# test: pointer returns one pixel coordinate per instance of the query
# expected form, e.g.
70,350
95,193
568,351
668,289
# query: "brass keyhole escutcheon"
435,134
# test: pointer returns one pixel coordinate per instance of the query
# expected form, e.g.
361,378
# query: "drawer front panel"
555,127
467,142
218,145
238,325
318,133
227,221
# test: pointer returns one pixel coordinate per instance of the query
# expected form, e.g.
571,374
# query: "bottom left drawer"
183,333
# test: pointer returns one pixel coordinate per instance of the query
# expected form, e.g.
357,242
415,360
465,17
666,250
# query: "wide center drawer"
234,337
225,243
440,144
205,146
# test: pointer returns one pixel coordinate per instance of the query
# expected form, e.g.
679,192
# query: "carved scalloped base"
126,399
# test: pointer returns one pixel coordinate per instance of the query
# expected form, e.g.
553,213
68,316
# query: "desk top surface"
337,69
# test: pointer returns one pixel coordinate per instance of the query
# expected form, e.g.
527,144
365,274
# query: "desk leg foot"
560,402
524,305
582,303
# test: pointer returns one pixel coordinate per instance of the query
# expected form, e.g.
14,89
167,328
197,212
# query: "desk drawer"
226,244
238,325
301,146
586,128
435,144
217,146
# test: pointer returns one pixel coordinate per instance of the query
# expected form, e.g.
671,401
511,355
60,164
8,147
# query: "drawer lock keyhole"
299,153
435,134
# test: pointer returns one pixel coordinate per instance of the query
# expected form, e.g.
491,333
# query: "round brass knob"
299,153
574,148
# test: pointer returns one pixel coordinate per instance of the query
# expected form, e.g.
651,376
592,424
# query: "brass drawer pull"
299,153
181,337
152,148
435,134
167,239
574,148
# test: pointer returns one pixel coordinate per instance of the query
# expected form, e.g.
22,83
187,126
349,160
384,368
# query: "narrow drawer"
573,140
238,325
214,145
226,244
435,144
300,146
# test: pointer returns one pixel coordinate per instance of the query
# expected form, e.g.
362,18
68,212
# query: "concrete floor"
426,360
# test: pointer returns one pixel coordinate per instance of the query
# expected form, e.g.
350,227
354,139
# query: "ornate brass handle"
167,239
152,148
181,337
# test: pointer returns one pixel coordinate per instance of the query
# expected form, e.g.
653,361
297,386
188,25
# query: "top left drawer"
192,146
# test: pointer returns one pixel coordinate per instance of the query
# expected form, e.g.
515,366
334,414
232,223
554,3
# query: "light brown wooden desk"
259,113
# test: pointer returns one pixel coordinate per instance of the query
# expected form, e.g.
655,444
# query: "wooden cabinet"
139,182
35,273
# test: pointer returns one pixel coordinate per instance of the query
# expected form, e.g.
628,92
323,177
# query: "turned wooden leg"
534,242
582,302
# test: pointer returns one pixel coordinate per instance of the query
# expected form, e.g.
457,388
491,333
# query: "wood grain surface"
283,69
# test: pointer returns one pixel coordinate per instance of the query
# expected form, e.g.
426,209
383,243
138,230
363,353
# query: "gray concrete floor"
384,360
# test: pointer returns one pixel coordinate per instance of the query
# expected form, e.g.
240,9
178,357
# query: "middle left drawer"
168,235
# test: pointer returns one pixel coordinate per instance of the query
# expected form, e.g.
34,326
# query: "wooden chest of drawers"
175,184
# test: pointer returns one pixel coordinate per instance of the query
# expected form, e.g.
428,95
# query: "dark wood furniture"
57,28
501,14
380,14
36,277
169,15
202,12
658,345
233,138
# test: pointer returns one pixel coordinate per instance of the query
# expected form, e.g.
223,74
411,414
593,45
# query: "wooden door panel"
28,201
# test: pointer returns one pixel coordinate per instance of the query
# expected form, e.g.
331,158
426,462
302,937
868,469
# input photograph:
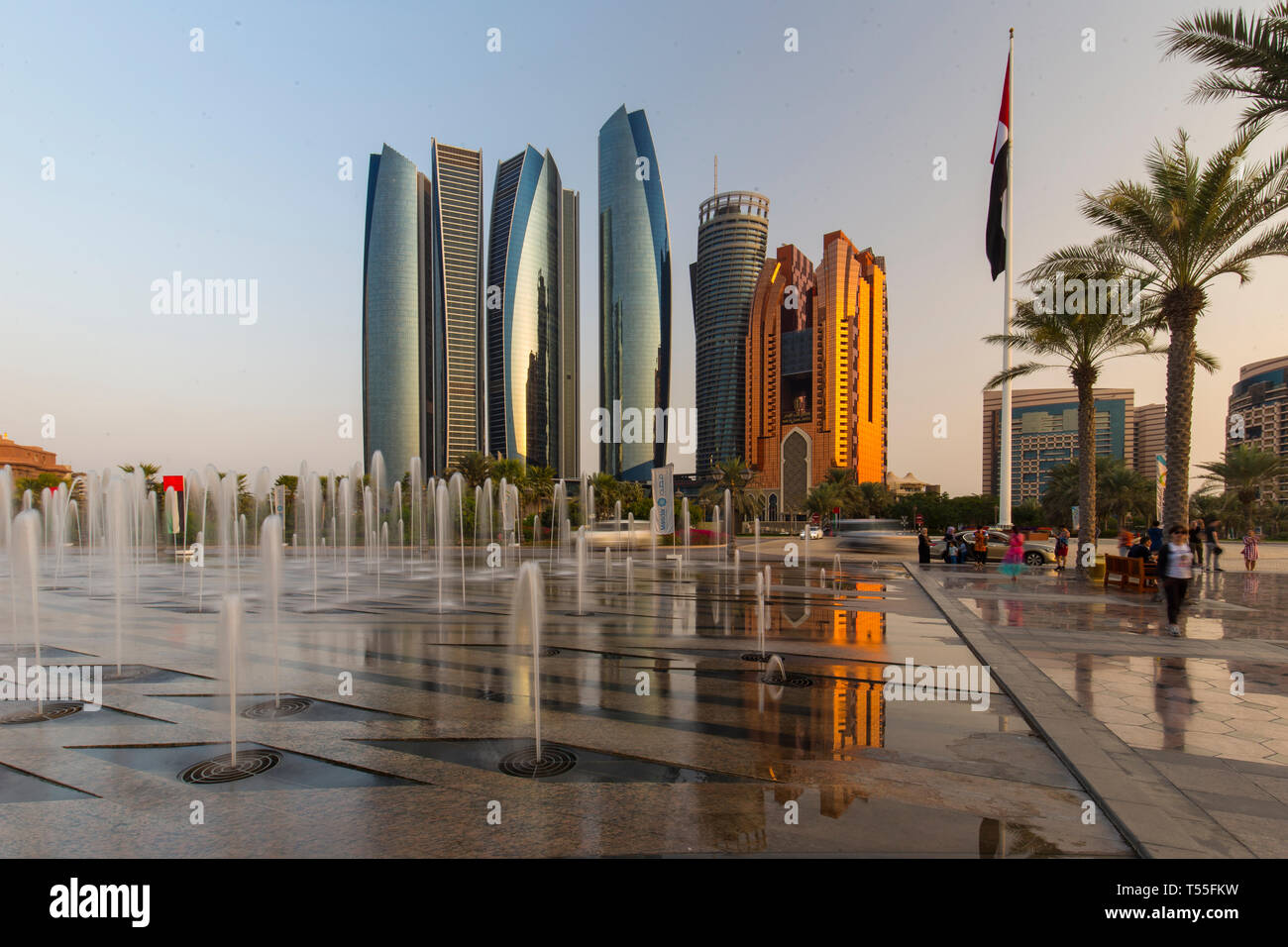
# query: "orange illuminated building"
815,371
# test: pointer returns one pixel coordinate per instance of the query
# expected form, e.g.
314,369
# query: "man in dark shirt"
1212,536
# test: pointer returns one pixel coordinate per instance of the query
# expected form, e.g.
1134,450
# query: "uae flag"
995,237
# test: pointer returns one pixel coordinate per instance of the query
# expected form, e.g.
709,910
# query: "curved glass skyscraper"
524,321
634,292
733,234
393,311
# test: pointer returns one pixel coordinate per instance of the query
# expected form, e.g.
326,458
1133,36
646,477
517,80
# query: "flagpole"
1004,487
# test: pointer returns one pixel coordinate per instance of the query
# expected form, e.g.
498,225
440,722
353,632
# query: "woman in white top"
1175,570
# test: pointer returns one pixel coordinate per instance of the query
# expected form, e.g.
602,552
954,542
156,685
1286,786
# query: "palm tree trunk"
1181,308
1085,380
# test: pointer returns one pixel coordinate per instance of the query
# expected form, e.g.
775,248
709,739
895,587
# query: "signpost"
664,500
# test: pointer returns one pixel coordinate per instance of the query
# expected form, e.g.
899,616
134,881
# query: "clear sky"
223,163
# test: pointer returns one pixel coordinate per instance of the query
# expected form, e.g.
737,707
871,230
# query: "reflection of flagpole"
1004,488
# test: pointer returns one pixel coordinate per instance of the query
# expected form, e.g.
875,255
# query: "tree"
475,467
734,475
1081,342
1245,471
150,474
1248,54
1188,224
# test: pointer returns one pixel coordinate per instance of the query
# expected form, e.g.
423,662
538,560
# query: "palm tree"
1081,343
150,474
1188,224
734,475
475,467
1121,491
1248,54
1245,471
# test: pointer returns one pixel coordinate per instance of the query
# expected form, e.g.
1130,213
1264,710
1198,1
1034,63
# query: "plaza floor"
660,737
1183,740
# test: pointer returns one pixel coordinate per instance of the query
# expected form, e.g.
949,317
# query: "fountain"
270,556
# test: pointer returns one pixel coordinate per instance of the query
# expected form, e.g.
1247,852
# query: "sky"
224,163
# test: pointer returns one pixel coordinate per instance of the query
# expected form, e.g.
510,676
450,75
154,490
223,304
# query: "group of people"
960,549
1201,538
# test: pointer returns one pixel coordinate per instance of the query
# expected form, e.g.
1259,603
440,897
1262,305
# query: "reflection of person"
1249,551
1175,569
1172,699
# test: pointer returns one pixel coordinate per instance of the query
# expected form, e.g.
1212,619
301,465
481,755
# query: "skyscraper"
570,334
526,318
455,379
393,311
733,234
815,371
634,291
1258,414
1044,434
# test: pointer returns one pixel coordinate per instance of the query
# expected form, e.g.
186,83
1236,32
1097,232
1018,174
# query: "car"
1035,553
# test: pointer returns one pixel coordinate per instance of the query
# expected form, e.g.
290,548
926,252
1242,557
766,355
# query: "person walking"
1125,540
980,548
1061,549
1013,564
1249,551
1212,540
1175,570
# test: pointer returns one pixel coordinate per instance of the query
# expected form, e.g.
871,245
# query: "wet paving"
399,707
1206,710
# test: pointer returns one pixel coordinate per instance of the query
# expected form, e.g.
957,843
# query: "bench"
1129,571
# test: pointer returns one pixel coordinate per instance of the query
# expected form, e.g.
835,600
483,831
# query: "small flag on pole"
995,240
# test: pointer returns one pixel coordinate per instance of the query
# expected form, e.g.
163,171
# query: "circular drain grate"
50,711
223,770
790,681
554,761
273,710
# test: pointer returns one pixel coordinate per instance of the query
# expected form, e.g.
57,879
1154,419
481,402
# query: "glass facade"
524,357
634,290
393,311
733,235
456,382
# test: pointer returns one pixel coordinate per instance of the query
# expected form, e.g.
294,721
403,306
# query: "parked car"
1035,553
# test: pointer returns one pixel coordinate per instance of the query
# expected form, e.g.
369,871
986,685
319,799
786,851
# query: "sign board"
664,500
171,509
1159,487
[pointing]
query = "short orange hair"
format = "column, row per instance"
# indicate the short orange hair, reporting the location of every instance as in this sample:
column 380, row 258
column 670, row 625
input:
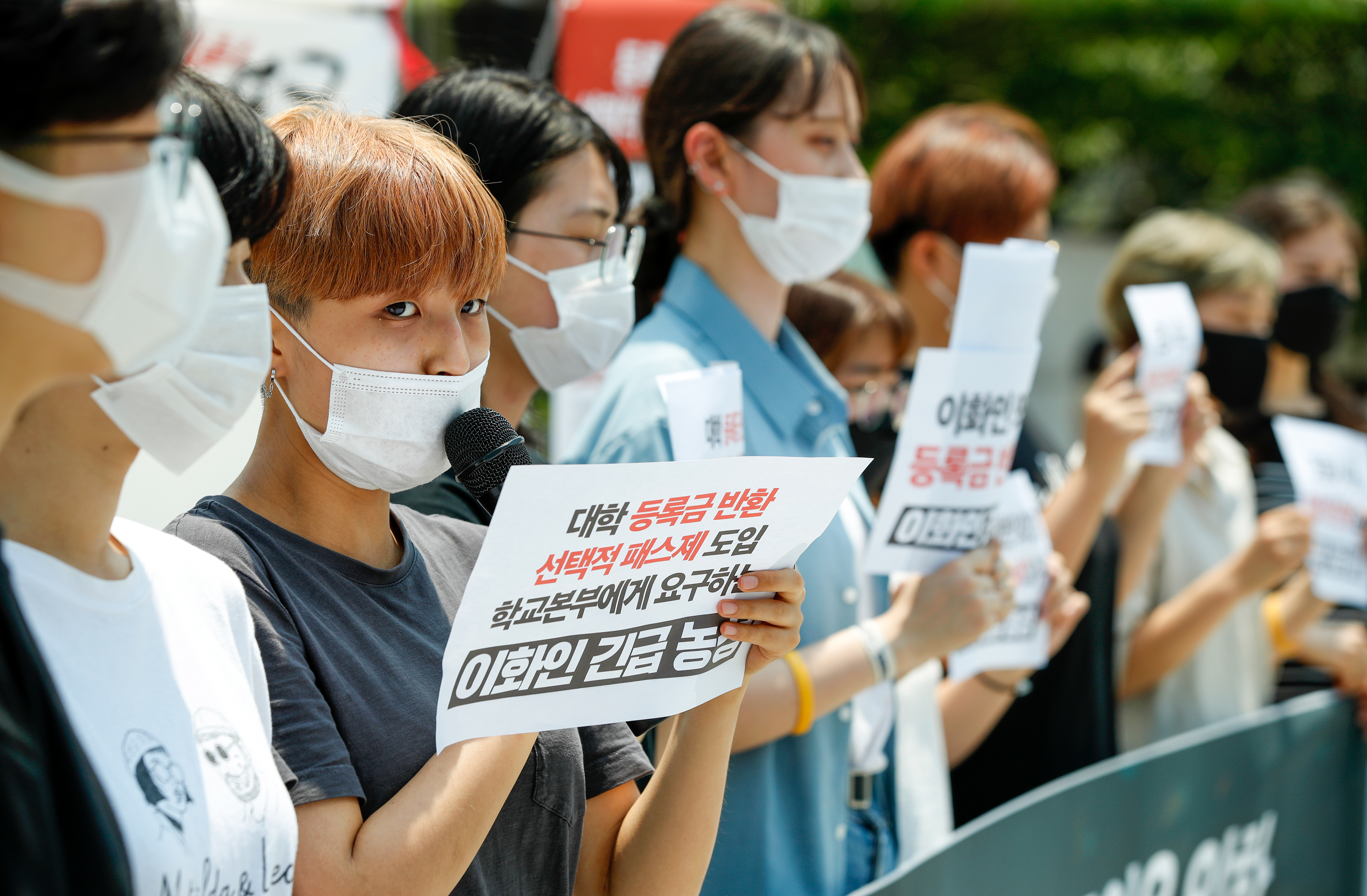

################

▸ **INSTRUCTIONS TO FOLLOW**
Pick out every line of the rows above that contains the word "floor", and copy each one.

▸ **RESULT FOR THIS EXERCISE**
# query: "concrete floor"
# query: "gray concrete floor"
# query: "plaza floor"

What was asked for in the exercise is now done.